**Documento de referência:**
Sonderweg e German Angst? Alemanha define fim da era nuclear no país

Entre historiadores alemães e não alemães, a teoria do Sonderweg, do “caminho particular”, foi uma das polêmicas mais acirradas, principalmente depois da Segunda Guerra Mundial. Apontando para a falta de um processo republicano – o Império Alemão caiu somente em função da derrota na Primeira Guerra Mundial, em 1918 – e outros fatores, a teoria tentou explicar por que num país no meio da Europa o nazismo pôde nascer e se desdobrar de forma tão catastrófica.

Da mesma forma como Sonderweg, a German Angst - o Medo Alemão - entrou no vocabulário inglês e internacional, dando expressão à suposição de que os alemães são um povo pouco relaxado, que se preocupa com tudo.

**Tarefa escrita 1:**
Reescreva de forma mais concisa o parágrafo do texto sobre o Sonderweg e a German Angst que começa com "Entre historiadores alemães", preservando seus fatos principais.
**Tarefa escrita 2:**
Dê prosseguimento ao texto sobre o Sonderweg e a German Angst a partir da última frase apresentada.

**Material de origem:**
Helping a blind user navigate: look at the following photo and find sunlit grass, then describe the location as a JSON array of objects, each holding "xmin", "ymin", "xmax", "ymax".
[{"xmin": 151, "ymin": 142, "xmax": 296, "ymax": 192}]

**Resposta correta 1:**
A teoria do Sonderweg, ou "caminho particular", gerou intensa polêmica entre historiadores alemães e estrangeiros, sobretudo após a Segunda Guerra Mundial. Com base na ausência de um processo republicano e em outros fatores, ela buscou explicar como o nazismo pôde surgir e se desenvolver de modo tão catastrófico num país do centro da Europa. O Império Alemão só caiu com a derrota na Primeira Guerra Mundial, em 1918.

**Resposta correta 2:**
Agora, mais uma vez, a Alemanha está caminhando a passos largos num Sonderweg. Muitos dizem que essa caminhada seria resultado de um medo específico que move o povo alemão, tão diferente da mentalidade dos vizinhos franceses que apoiam ou pelo menos pouco contestam uma política nuclear expansiva, com atualmente 58 reatores que produzem quase 80% da energia elétrica no país. Em decisão inédita, o governo alemão, no dia 29 de maio, decidiu que o último dos 17 reatores nucleares em operação no país será desativado até 2022.

Depois do acidente de Fukushima, o governo já havia mandado desligar os oito reatores mais antigos que, de acordo com a decisão da chanceler Angela Merkel e seu gabinete, em 30 de maio, não serão mais reativados. Com essa decisão, a coalizão entre o partido conservador-cristão (CDU) e o partido liberal (FDP) revê, de forma espetacular, a própria política estabelecida em 2010. Recém-eleito, esse governo revogou uma lei da gestão anterior (coalizão dos partidos Social-democrata e Verde), que determinava a saída da Alemanha do programa nuclear até 2021, e estendeu os prazos até 2035. Agora, volta tudo. E mais: no caso dos sete reatores, haverá desativação até antes do que fora previsto no plano anterior, vermelho-verde.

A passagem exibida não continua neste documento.